Copy character for character the lines of the entries below, starting at the line that contains "Query: white pen" and ending with the line that contains "POLYGON ((193 98, 193". Copy nothing outside that span.

**Task input**

***

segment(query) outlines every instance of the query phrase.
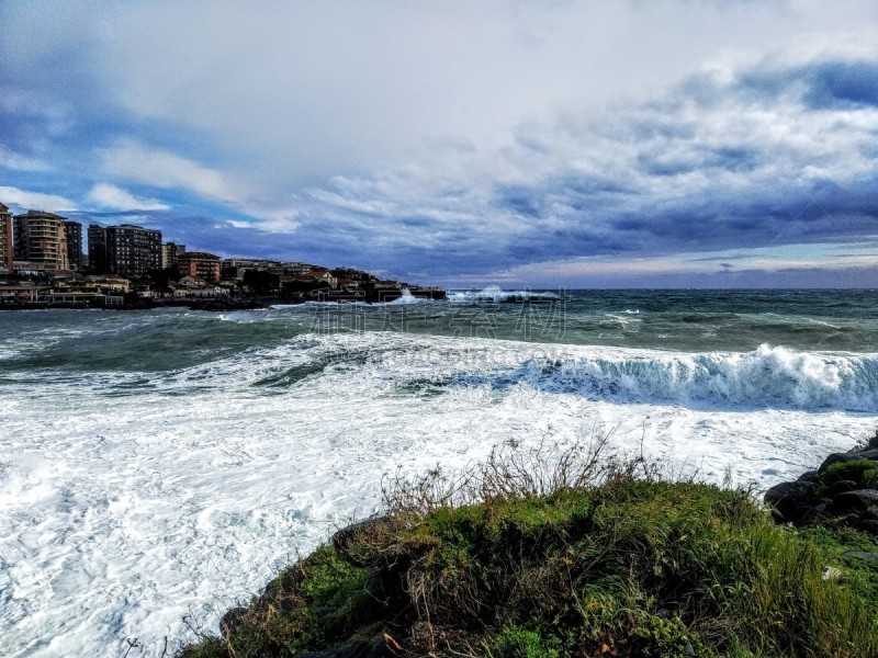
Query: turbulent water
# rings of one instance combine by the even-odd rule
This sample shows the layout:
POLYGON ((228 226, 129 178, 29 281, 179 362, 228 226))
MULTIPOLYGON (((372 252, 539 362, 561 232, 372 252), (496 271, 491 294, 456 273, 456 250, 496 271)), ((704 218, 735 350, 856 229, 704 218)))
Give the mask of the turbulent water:
POLYGON ((386 473, 612 431, 762 488, 878 419, 875 292, 0 315, 0 655, 158 656, 386 473))

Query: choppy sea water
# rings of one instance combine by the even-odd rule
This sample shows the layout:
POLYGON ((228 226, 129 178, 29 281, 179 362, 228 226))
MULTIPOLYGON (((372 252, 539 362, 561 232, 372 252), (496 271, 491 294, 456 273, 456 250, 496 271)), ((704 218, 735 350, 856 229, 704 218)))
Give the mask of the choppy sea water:
POLYGON ((4 313, 0 655, 158 656, 384 474, 509 440, 611 430, 767 488, 874 431, 876 345, 878 293, 851 291, 4 313))

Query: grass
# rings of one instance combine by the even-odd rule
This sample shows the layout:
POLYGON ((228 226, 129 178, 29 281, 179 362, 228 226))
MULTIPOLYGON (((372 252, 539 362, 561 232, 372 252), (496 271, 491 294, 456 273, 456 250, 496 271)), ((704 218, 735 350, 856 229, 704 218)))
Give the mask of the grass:
POLYGON ((878 656, 878 570, 845 556, 878 551, 866 535, 777 526, 603 442, 504 446, 385 499, 179 656, 878 656))

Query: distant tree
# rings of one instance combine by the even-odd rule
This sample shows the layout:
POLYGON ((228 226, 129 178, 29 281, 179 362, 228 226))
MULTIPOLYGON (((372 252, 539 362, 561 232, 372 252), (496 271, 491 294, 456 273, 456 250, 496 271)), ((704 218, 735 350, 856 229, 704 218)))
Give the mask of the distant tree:
POLYGON ((244 273, 244 286, 257 295, 270 295, 281 285, 281 277, 271 272, 247 270, 244 273))
POLYGON ((157 293, 169 294, 171 292, 168 283, 178 277, 177 268, 166 268, 164 270, 150 270, 149 282, 157 293))

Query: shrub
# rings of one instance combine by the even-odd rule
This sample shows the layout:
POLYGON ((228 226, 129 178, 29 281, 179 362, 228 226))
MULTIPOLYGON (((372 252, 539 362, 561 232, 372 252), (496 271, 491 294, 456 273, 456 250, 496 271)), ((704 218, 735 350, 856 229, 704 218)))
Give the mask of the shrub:
POLYGON ((380 520, 183 655, 878 656, 875 606, 855 580, 823 579, 824 545, 747 491, 605 453, 506 445, 457 477, 397 477, 380 520))

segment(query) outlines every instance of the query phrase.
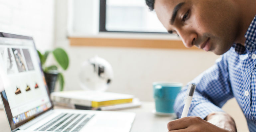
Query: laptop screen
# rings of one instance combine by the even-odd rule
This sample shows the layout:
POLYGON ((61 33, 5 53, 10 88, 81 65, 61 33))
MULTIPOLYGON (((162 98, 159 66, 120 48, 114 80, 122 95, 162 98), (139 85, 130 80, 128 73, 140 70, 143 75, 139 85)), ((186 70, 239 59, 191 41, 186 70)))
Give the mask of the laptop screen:
POLYGON ((52 108, 31 37, 0 32, 0 93, 11 129, 52 108))

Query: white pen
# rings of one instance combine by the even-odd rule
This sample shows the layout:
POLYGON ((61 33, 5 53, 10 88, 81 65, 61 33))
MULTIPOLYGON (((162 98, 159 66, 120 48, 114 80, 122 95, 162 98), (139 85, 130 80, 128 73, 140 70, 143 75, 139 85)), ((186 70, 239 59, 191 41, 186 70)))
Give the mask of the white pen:
POLYGON ((193 98, 193 95, 194 94, 194 92, 195 91, 196 87, 196 85, 192 83, 190 85, 188 89, 187 89, 187 93, 188 93, 188 94, 187 94, 187 95, 186 95, 187 98, 186 98, 185 100, 185 105, 184 106, 183 111, 182 111, 181 118, 186 117, 188 115, 189 110, 190 104, 191 104, 191 101, 192 98, 193 98), (189 93, 188 92, 189 91, 189 93))

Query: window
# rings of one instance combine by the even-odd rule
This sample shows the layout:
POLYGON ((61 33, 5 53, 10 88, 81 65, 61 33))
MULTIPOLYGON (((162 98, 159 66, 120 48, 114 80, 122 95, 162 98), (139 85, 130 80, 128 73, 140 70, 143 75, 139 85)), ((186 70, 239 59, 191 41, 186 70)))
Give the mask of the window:
POLYGON ((100 0, 100 31, 167 33, 145 0, 100 0))

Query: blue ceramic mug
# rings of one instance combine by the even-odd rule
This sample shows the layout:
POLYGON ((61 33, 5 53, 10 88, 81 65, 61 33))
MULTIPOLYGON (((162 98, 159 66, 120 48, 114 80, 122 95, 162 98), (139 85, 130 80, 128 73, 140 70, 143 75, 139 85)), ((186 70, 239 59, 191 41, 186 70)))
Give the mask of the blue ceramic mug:
POLYGON ((182 83, 172 82, 153 82, 154 97, 157 113, 173 113, 174 101, 182 83))

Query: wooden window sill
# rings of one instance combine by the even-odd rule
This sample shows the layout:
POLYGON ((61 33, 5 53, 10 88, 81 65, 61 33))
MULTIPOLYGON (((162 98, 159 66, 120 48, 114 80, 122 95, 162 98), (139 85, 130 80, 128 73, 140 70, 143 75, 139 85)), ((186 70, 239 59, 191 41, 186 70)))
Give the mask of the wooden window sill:
POLYGON ((165 35, 166 35, 161 36, 164 36, 164 38, 150 37, 150 35, 147 35, 146 37, 143 35, 142 37, 129 37, 128 34, 121 36, 115 35, 114 38, 101 35, 80 36, 77 35, 68 38, 71 46, 198 50, 194 47, 191 48, 186 48, 182 41, 177 39, 177 37, 174 39, 170 37, 165 38, 166 37, 165 35))

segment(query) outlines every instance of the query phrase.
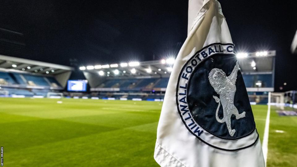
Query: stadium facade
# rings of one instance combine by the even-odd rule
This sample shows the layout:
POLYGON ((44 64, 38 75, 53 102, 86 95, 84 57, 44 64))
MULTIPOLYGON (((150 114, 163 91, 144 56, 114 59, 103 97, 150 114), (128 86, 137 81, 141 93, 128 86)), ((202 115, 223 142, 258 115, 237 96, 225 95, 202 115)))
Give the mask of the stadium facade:
MULTIPOLYGON (((274 91, 276 54, 272 50, 237 54, 252 103, 267 103, 268 92, 274 91)), ((174 61, 171 58, 82 66, 89 91, 67 92, 73 67, 0 55, 0 92, 2 96, 42 97, 63 92, 75 98, 162 101, 174 61)))

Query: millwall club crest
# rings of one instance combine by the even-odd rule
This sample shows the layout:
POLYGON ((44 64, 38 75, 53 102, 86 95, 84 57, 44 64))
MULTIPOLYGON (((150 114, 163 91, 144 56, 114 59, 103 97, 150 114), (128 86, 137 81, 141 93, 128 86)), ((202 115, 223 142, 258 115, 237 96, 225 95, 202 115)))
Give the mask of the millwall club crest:
POLYGON ((236 119, 245 116, 245 111, 239 114, 234 104, 234 96, 236 92, 235 84, 237 71, 239 69, 238 64, 236 63, 231 74, 228 77, 226 75, 226 74, 222 70, 217 68, 212 70, 208 76, 210 84, 216 92, 220 96, 220 98, 213 96, 213 98, 216 100, 216 102, 219 104, 216 111, 216 119, 219 123, 226 123, 229 134, 231 136, 234 135, 236 131, 231 128, 231 116, 234 115, 236 119), (221 119, 219 118, 218 114, 221 101, 223 106, 224 115, 223 118, 221 119))
POLYGON ((184 66, 176 88, 182 121, 198 139, 214 148, 236 151, 259 138, 232 44, 215 43, 184 66))

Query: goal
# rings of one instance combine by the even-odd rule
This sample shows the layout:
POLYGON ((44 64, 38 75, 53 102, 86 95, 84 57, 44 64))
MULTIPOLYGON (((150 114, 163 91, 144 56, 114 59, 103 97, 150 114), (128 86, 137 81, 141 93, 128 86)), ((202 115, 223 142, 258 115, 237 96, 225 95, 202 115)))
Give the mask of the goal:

***

**The solution**
Query: white pen
# rings of one instance combine by the even-odd rule
This sample shows the layout:
POLYGON ((61 33, 5 53, 10 88, 81 65, 61 33))
MULTIPOLYGON (((162 98, 159 66, 120 48, 114 80, 122 95, 162 98), (139 85, 130 80, 128 73, 140 70, 143 75, 139 85)), ((186 70, 239 59, 191 41, 186 70)))
Give the mask of the white pen:
POLYGON ((193 98, 193 95, 194 94, 194 92, 195 91, 196 87, 196 85, 192 83, 190 85, 188 89, 187 89, 187 93, 188 93, 188 94, 187 94, 187 95, 186 95, 187 98, 186 98, 185 100, 185 105, 184 106, 183 111, 182 111, 181 118, 186 117, 188 115, 189 110, 190 104, 191 104, 191 101, 192 98, 193 98), (189 93, 188 92, 189 91, 189 93))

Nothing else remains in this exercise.